[SUPPLIED RECORDS]:
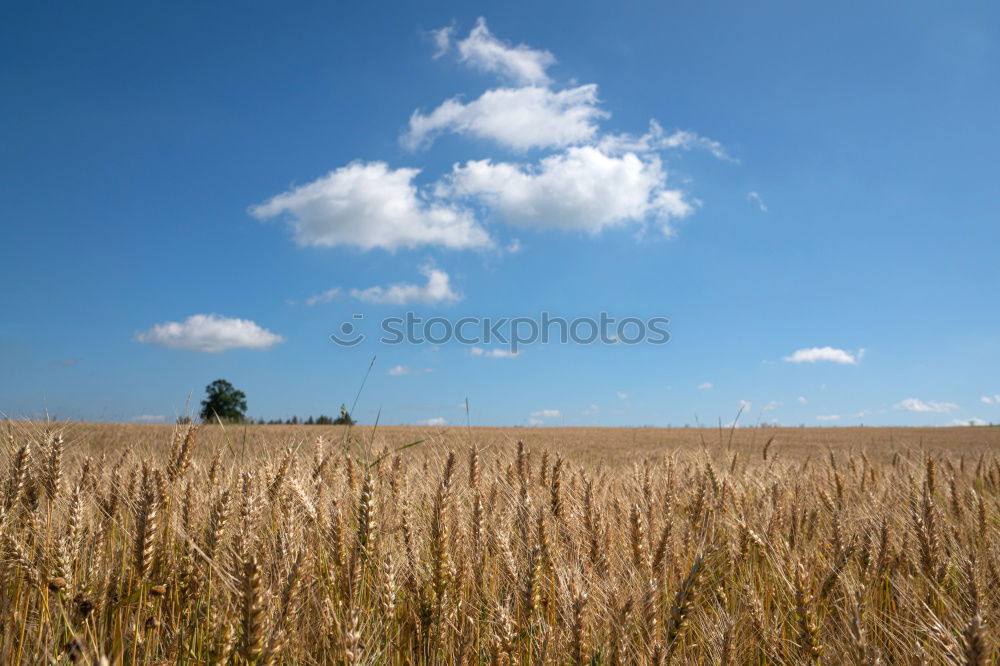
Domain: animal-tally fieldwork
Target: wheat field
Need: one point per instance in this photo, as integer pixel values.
(308, 545)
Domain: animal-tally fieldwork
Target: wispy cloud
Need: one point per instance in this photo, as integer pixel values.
(210, 333)
(580, 189)
(493, 353)
(754, 197)
(972, 421)
(437, 291)
(517, 118)
(825, 354)
(519, 63)
(324, 296)
(369, 205)
(918, 405)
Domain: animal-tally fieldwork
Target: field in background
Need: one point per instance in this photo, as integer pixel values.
(291, 544)
(583, 444)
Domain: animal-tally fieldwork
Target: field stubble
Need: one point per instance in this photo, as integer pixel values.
(153, 544)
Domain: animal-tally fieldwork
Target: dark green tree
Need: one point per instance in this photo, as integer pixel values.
(224, 402)
(344, 418)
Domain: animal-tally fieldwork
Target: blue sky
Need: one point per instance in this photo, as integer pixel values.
(191, 191)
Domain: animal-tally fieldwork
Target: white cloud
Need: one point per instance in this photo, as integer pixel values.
(437, 291)
(754, 197)
(917, 405)
(973, 421)
(149, 418)
(369, 205)
(520, 63)
(830, 354)
(656, 139)
(582, 189)
(209, 333)
(323, 297)
(518, 118)
(493, 353)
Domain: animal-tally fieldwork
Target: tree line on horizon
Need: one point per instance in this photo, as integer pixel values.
(224, 402)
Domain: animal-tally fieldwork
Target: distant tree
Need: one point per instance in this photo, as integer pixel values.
(224, 402)
(344, 418)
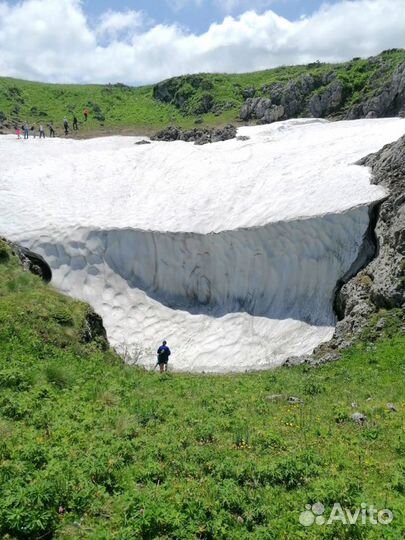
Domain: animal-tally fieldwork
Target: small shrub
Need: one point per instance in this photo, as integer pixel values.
(58, 376)
(4, 253)
(15, 378)
(313, 389)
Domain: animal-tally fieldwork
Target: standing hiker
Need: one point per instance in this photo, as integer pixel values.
(163, 356)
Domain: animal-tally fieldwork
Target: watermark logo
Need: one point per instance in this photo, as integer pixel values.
(367, 514)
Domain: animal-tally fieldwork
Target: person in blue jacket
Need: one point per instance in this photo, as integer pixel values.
(163, 356)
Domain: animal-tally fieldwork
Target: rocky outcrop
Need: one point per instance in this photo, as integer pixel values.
(381, 283)
(330, 96)
(197, 135)
(390, 101)
(93, 330)
(31, 262)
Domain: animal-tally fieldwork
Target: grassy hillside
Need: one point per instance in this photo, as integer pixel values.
(91, 448)
(211, 99)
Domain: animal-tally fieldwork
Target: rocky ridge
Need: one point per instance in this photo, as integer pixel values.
(381, 283)
(326, 96)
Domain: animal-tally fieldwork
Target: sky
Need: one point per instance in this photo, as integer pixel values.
(144, 41)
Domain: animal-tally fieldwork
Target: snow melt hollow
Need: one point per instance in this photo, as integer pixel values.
(230, 251)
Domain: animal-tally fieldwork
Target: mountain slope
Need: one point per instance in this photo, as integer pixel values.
(211, 99)
(94, 449)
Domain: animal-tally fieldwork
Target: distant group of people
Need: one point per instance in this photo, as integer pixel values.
(26, 129)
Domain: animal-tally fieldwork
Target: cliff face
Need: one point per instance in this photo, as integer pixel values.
(331, 95)
(381, 283)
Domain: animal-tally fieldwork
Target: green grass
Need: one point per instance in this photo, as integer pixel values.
(93, 449)
(117, 108)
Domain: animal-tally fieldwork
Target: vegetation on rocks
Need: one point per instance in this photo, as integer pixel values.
(91, 448)
(337, 90)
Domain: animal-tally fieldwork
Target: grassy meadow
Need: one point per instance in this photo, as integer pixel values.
(93, 449)
(118, 108)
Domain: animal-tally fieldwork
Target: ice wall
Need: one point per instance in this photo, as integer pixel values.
(220, 299)
(231, 252)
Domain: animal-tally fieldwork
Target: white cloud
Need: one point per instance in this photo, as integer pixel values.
(177, 5)
(52, 40)
(115, 23)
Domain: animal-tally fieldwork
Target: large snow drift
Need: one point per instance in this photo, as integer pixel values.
(230, 251)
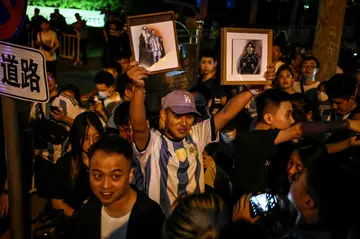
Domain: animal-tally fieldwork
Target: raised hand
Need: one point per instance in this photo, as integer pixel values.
(270, 73)
(137, 74)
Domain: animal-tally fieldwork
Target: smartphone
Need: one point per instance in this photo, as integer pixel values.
(54, 108)
(262, 203)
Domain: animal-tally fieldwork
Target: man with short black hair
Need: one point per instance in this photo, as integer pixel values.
(320, 194)
(107, 98)
(257, 156)
(118, 210)
(209, 77)
(172, 158)
(122, 121)
(308, 84)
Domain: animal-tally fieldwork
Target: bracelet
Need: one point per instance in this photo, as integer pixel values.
(254, 92)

[DESCRIPTION OF THE TASK]:
Set the listing down in full and exactly. Pictures within it should not appear in the copy.

[EXERCISE RESPONSE]:
Domain: animal-tally fieldwork
Target: wheat field
Need: one point per instance in this photo, as integer pixel values.
(308, 545)
Domain: animal-tally fieldwork
Target: wispy cloud
Need: one point per instance in this photo, as integer pixel values.
(210, 333)
(580, 189)
(493, 353)
(754, 197)
(972, 421)
(437, 291)
(517, 118)
(825, 354)
(519, 63)
(324, 296)
(369, 205)
(918, 405)
Domain: animal-tally fieldwork
Target: field in background
Need: one point per instance in this photo, as integer pixel values.
(291, 544)
(583, 444)
Domain: animal-tally fieldwork
Target: field stubble
Need: one point per instance in this photo, as integer pixel values.
(153, 544)
Domain: animal-tally fieldwork
Target: dark green tree
Need: one point per instance in this photo, as integer pixel values.
(224, 402)
(344, 418)
Domain: animal-tally fieldwork
Target: blue sky
Need: one point per instance in this photo, as integer pixel values.
(191, 191)
Domain: animal-tally fieldwork
Target: white cloud
Need: one point per instance in this photo, as integer pixel values.
(437, 291)
(754, 197)
(917, 405)
(973, 421)
(149, 418)
(369, 205)
(520, 63)
(830, 354)
(656, 139)
(582, 189)
(209, 333)
(323, 297)
(518, 118)
(493, 353)
Domain: animal-tally fieldwork
Target: tree line on horizon
Need: one point per instance in this photo, as integer pixel values.
(224, 402)
Domain: animal-tally fieldwork
Target: distant tree
Need: one point per instance in this photo, as integer pixel values.
(224, 402)
(344, 418)
Domain: animal-tally fieldwork
Target: small shrub
Need: one point per instance in this photo, as integer pixel values.
(58, 376)
(4, 253)
(15, 378)
(313, 389)
Domain: animal-tally fieldwork
Target: standing hiker
Need: one point per instance in this photo, as integer pixel values.
(163, 356)
Domain: animal-tally fieldwork
Target: watermark logo
Need: one point per instance in this photo, as integer pixel values.
(367, 514)
Domain: animal-tally fieldwork
Target: person in blue jacket
Need: one point per instance in this photo, as integer pixel values.
(163, 356)
Domain: animal-tally fieldwork
Target: rocky outcrop
Need: one point per instance in this photo, as integer pixel values.
(381, 283)
(330, 96)
(197, 135)
(390, 101)
(93, 330)
(31, 262)
Domain: animal-tally fieldwork
Target: grassy hillside
Need: one point per instance in this photo, as integer pixel values.
(91, 448)
(211, 99)
Domain: animal-tally fieldwork
Target: rocky ridge
Need: one point per instance in this photo, as integer pixel values.
(381, 283)
(326, 96)
Domain: animal-tally fieldwork
Target: sky
Need: one point per instance in this photo, as integer pixel values.
(144, 41)
Domain: animal-tally fieldwork
Target: snow melt hollow
Need: one point per instance in this photo, as integer pixel values.
(230, 251)
Domain: animal-tally fieldwork
Target: mountain slope
Need: one point per instance in this photo, as integer pixel values.
(211, 99)
(94, 449)
Domain: animal-tally fieldwork
Target: distant group of people
Need: one point per instance in this photo, as integer pixel values.
(26, 129)
Domain: animal-tally fieldwork
Target: cliff face
Need: one point per instance in this photo, as integer pixel values.
(331, 95)
(381, 283)
Domain: animal-tally fieldwork
Target: green grass
Need: one point per instance in this photo, as integer pixel values.
(93, 449)
(117, 108)
Domain: animal-tally fieldwork
Target: vegetation on rocks
Need: one point per instance in this photo, as integer pixel values.
(91, 448)
(337, 90)
Domain: animal-tally fieldwork
Target: grassy meadow
Need: one point per instance in this photo, as integer pixel values.
(93, 449)
(118, 108)
Domain: animal-tally fieldwork
Target: ice wall
Need: one point per instance in this photo, as integer pixel values.
(220, 299)
(231, 252)
Domain: animal-tally fieldwork
Target: white cloud
Need: one point per instance in this photo, as integer pixel values.
(177, 5)
(52, 40)
(115, 23)
Domain: animal-tally fieldwork
Target: large snow drift
Need: one point per instance in this photo, as integer pixel values.
(230, 251)
Domain: animal-tally fieldwork
Target: raised hand
Need: one point per instance in this photo, as integer pixel values.
(270, 73)
(137, 74)
Domain: animal-tally fieldwork
Target: smartphone
Need: one point per instance in this photo, as integer pixel values.
(54, 108)
(262, 203)
Domain: animal-tally fieldwork
Target: man with short black hair
Need: one point per instance in this photo, as integer pixel values.
(320, 194)
(107, 98)
(257, 156)
(118, 210)
(209, 77)
(172, 158)
(122, 121)
(308, 84)
Domain: animal-tally fieldwork
Target: bracelet
Need: one point per instance in this photo, as integer pixel values.
(254, 92)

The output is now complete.